Rewrite the Tragically Hip book description from "Now available in" down to "Why Hip stories?", changing "on-line" to "online".
[DOCUMENT TEXT Boundary: Start]
Tragically Hip, Twisted
For all Hip fans – or gift-givers to Hip fans.
9 short story ‘covers’ of Tragically Hip songs in large-format hardcover, accompanied by evocative full-colour images of the band and Canadiana.
From a Huron tribal village in 1633 to a high school cottage party outside Winnipeg, Tragically Hip, Twisted includes haunting, funny, touching and weird short story versions of Hip classics, including Locked in the Trunk of a Car, Looking for a Place to Happen, Scared, and more. This collection includes the new story Put It Off, and the National Post eBook of the Week, Lionized & Little Bones.
Now available in Chapters stores Canada-wide, and on Indigo, Amazon and other on-line outlets.
The stories stand on their own – you don’t need to know the music. These print and ebooks raise funds for the Gordon Downie Fund For Brain Cancer Research at Sunnybrook Hospital. Links to the music behind each story are below.
{*The Tragically Hip are Canada’s house band. Their music has been the soundtrack of growing up for a generation of Canadians. Damn good band!}
Why Hip stories?
The Hip’s songs are evocative to me in a way other bands aren’t. Maybe it’s just me. I find the songs, the ones that don’t tell stories directly, often tell story snippets, or carry unusually nuanced emotions. The listener can piece together a multiplicity of stories.
[DOCUMENT TEXT Boundary: End]
[RECORDS SHOWN Boundary: Start]
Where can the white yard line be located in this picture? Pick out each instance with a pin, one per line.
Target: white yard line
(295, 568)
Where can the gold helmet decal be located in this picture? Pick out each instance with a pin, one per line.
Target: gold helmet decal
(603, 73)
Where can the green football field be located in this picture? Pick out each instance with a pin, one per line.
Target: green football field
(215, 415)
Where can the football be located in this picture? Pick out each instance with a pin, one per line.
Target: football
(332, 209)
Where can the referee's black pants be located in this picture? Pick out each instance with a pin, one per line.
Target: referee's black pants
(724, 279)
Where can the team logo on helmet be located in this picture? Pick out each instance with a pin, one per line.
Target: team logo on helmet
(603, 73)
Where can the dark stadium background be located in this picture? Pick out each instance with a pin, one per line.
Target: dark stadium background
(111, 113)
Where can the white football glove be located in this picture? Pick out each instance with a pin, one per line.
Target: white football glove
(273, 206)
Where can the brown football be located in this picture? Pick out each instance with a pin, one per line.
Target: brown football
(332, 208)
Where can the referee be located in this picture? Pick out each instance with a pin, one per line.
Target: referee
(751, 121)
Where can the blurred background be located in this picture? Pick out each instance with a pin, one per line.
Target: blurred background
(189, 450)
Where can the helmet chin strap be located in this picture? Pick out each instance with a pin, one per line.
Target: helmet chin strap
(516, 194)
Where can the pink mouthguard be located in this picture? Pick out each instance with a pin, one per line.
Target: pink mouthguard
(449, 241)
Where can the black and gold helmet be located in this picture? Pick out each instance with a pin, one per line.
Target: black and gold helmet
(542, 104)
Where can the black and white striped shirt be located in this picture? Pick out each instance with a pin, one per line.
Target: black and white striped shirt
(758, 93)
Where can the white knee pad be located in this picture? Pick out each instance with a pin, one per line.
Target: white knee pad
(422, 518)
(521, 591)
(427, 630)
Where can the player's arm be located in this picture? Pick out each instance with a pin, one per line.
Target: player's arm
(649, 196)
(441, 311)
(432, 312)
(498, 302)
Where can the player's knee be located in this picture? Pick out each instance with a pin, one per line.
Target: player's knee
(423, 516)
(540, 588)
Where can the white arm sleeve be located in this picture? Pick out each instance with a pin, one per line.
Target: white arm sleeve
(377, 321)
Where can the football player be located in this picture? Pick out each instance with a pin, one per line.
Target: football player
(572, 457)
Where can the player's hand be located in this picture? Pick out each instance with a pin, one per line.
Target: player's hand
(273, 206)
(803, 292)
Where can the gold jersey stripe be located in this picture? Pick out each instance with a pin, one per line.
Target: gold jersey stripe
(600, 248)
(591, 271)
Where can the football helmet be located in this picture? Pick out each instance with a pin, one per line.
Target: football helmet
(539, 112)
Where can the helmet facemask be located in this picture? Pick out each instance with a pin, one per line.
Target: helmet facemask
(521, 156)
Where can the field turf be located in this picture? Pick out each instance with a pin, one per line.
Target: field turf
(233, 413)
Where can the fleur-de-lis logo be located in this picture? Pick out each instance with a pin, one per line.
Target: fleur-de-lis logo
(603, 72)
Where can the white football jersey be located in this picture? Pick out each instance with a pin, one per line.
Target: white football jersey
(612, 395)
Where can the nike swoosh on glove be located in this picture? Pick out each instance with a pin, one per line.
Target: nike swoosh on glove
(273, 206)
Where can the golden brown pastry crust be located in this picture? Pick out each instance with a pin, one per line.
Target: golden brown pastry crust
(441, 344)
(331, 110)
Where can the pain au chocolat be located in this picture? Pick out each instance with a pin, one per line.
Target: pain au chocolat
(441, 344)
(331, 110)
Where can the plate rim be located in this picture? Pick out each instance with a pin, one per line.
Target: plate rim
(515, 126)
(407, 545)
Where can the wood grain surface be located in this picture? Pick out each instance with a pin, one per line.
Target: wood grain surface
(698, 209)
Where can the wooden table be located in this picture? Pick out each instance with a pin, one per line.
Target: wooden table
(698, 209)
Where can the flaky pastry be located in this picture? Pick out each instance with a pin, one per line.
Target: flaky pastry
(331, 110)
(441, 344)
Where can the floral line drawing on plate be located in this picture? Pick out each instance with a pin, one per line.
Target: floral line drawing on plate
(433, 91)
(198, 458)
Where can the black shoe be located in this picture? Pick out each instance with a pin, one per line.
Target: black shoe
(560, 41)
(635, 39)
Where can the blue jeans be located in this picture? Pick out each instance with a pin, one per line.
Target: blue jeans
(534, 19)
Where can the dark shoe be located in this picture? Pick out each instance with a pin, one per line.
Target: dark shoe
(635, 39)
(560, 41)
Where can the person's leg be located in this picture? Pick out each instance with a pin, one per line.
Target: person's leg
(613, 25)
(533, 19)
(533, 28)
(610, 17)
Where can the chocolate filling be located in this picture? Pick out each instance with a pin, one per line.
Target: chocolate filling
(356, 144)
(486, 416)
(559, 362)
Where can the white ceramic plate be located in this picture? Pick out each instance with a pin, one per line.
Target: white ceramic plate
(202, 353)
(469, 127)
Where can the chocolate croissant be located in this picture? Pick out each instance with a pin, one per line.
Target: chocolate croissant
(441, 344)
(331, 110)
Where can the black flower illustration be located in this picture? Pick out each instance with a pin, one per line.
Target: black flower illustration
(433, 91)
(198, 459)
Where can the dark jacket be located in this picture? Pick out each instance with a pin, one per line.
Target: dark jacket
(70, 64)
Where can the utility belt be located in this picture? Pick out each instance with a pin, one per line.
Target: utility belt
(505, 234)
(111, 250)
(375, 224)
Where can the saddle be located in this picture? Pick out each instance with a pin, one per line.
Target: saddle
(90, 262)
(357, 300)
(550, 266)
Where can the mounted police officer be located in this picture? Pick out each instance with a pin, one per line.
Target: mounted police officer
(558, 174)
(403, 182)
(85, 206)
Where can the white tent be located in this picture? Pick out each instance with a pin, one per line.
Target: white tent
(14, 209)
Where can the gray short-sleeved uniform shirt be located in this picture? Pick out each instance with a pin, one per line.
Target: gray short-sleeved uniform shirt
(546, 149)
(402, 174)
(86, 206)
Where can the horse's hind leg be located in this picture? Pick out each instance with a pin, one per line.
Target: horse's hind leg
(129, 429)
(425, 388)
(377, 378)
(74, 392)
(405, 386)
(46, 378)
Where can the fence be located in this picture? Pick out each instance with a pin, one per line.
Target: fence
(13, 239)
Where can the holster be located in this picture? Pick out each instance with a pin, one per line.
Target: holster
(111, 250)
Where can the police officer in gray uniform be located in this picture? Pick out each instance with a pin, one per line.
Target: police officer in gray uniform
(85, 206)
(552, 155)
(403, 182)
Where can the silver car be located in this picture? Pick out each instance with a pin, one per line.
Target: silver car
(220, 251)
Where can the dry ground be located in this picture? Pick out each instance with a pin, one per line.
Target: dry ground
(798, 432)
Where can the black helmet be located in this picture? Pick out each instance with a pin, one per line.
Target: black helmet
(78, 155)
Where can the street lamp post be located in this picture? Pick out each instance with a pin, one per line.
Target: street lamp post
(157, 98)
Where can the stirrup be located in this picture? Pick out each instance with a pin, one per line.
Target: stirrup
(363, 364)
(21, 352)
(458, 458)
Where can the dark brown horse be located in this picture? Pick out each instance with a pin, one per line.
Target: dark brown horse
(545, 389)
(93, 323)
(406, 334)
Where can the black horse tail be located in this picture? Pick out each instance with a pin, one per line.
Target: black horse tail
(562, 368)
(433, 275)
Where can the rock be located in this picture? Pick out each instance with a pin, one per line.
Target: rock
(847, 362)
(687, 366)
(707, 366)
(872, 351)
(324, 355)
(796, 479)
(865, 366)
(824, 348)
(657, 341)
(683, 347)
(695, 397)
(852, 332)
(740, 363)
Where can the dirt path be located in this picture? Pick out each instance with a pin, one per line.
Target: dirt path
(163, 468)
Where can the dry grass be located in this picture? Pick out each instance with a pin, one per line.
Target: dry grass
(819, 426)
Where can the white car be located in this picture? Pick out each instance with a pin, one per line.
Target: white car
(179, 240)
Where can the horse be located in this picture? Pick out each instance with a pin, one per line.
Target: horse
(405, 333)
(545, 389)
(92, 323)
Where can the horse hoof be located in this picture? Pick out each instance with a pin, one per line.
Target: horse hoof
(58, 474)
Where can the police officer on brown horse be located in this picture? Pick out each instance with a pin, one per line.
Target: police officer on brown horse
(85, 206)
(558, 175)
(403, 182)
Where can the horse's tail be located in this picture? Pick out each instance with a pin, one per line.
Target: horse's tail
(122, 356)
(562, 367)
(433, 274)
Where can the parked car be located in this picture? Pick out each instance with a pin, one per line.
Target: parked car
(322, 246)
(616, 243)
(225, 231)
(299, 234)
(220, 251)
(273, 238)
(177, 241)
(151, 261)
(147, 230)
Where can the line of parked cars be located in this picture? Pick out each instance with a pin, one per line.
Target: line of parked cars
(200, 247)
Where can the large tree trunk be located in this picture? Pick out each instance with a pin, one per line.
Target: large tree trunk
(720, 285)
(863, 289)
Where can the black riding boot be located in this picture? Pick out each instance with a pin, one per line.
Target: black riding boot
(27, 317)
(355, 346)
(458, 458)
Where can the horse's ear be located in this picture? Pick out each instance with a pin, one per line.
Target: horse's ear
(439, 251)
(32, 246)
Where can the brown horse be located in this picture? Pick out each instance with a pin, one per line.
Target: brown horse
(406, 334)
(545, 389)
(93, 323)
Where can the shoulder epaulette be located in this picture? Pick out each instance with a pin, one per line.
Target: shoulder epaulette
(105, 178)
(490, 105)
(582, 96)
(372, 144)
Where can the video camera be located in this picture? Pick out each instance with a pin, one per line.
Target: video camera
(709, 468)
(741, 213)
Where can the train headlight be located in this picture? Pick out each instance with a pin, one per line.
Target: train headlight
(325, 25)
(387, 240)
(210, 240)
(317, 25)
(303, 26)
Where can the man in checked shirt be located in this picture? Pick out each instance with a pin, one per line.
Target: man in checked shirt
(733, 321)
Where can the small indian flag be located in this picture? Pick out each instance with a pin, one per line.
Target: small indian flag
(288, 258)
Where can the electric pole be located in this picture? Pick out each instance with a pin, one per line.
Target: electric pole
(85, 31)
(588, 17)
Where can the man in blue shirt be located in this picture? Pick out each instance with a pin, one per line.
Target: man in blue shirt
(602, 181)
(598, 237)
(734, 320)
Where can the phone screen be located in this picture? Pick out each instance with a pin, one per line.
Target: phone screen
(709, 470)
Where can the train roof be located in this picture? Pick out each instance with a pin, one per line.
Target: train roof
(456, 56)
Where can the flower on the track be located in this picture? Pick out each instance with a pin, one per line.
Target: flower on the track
[RECORDS SHOWN Boundary: End]
(OUTPUT OF THE EXERCISE):
Now available in Chapters stores Canada-wide, and on Indigo, Amazon and other online outlets.
The stories stand on their own – you don’t need to know the music. These print and ebooks raise funds for the Gordon Downie Fund For Brain Cancer Research at Sunnybrook Hospital. Links to the music behind each story are below.
{*The Tragically Hip are Canada’s house band. Their music has been the soundtrack of growing up for a generation of Canadians. Damn good band!}
Why Hip stories?